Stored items
- - - - -
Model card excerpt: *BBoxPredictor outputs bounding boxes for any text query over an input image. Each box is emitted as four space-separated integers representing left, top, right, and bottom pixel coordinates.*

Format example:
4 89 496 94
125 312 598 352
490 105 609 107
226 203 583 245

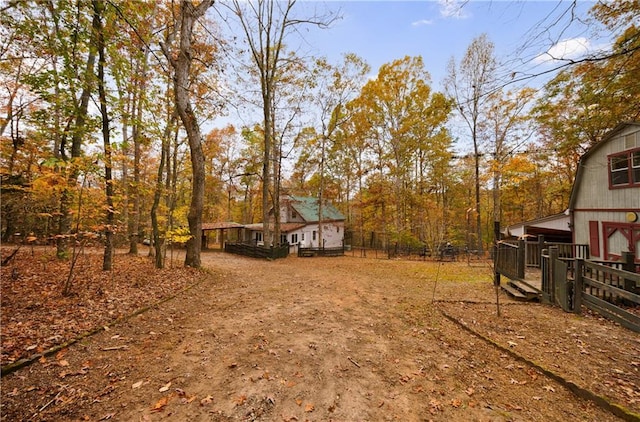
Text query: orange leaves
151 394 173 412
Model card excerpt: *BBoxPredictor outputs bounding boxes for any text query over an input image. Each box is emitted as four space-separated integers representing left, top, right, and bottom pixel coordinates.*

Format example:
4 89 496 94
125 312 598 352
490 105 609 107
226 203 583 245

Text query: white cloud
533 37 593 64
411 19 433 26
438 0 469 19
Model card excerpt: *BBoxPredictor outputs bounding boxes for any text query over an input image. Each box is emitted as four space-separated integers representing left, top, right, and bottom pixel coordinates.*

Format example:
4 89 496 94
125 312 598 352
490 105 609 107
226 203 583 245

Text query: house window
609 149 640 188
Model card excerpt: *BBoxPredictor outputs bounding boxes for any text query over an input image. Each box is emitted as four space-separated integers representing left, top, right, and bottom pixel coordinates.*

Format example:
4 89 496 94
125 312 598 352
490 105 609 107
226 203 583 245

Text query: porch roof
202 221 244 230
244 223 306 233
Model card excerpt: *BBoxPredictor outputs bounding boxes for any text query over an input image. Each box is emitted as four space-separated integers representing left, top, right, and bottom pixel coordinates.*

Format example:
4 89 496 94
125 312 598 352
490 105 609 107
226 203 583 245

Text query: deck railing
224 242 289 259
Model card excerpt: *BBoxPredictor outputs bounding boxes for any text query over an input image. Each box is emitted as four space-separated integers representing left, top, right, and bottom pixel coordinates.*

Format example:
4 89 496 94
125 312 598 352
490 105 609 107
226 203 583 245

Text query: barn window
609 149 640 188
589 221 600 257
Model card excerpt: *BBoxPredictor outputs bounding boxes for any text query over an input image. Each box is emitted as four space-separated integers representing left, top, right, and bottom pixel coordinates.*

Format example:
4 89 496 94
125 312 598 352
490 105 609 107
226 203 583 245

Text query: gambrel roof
- - - - -
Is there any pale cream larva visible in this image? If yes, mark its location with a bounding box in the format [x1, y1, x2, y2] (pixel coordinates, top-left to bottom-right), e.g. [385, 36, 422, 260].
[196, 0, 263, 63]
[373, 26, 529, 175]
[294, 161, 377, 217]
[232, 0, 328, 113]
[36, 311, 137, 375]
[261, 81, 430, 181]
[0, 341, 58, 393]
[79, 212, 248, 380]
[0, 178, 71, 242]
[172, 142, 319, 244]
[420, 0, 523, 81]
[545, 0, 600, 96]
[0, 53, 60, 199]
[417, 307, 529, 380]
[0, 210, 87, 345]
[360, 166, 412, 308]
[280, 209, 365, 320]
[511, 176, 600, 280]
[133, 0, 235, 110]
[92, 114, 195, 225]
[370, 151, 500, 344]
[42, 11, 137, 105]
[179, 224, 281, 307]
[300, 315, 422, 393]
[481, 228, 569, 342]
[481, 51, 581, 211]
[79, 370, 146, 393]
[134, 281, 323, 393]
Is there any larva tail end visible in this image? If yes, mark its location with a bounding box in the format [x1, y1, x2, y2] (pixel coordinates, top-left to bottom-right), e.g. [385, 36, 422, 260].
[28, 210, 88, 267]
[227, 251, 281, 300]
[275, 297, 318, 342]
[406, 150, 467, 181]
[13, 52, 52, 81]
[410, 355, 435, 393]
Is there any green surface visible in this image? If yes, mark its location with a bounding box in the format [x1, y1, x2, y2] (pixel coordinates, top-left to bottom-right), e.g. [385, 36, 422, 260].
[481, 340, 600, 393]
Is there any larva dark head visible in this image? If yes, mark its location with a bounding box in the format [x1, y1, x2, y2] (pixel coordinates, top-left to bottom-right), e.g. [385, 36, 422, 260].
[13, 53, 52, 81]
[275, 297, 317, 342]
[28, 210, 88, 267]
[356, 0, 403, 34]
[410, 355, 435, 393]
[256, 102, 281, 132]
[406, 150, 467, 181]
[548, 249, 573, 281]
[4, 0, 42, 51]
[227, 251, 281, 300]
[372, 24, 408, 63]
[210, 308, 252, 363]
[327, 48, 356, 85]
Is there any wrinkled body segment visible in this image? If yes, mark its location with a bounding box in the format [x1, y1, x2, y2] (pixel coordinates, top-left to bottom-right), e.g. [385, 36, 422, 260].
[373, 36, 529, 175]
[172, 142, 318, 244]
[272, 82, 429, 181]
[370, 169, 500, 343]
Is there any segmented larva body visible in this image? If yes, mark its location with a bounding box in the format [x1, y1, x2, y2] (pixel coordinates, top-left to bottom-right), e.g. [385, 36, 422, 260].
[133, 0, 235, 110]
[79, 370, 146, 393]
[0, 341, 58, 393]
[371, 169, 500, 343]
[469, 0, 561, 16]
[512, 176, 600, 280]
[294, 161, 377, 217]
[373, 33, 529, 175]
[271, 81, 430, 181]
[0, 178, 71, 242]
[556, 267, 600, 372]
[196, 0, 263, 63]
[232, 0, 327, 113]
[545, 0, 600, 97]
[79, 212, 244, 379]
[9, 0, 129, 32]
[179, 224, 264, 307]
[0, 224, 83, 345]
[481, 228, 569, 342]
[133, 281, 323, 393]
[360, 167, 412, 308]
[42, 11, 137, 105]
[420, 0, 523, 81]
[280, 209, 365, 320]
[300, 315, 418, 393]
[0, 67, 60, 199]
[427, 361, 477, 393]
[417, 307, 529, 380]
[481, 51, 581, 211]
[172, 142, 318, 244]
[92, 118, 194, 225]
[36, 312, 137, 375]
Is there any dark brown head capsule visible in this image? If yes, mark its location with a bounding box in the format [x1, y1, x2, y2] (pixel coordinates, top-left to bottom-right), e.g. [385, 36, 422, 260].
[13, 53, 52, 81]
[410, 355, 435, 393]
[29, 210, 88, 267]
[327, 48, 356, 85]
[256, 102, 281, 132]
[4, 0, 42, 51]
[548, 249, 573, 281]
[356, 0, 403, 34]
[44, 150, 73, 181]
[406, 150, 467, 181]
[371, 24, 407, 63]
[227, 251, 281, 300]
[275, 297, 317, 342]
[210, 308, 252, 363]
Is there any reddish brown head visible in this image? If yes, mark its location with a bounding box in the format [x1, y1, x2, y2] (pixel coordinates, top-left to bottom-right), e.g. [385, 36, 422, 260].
- - - - -
§ Required task
Copy the data word for word from the line with "Is there any green" up to and including the line with "[481, 340, 600, 393]".

§ Written answer
Is there any green surface visible in this image? If yes, mark its location with a bounding box in the format [x1, y1, x2, y2] (pixel coordinates, top-left to bottom-right), e.g. [385, 36, 422, 260].
[481, 340, 600, 393]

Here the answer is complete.